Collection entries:
━━━━━━

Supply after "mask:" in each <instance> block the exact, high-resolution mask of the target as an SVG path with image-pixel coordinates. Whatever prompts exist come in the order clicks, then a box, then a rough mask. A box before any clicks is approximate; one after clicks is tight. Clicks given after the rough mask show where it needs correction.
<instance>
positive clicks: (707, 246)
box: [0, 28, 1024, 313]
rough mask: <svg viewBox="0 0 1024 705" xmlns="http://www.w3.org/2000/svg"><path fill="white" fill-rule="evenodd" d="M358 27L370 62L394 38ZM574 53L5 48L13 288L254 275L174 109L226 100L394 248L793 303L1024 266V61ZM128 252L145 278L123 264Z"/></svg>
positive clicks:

━━━━━━

Job:
Make sure every record is repeated exactly.

Answer for the task:
Supply after "mask:" in each <instance> block the exact, high-resolution mask of the target as an SVG path with image-pixel coordinates. Whatever prompts exist come in the order clicks, then a box, then a rough mask. A box before any clicks is approximate; one after clicks is tight. Clicks given after the rough mask show where it needs correction.
<instance>
positive clicks: (707, 246)
box: [0, 28, 1024, 313]
rough mask: <svg viewBox="0 0 1024 705" xmlns="http://www.w3.org/2000/svg"><path fill="white" fill-rule="evenodd" d="M358 27L370 62L394 38ZM574 53L5 48L13 288L254 275L174 109L226 100L394 248L793 303L1024 266V61ZM128 252L145 278L123 264Z"/></svg>
positive clicks:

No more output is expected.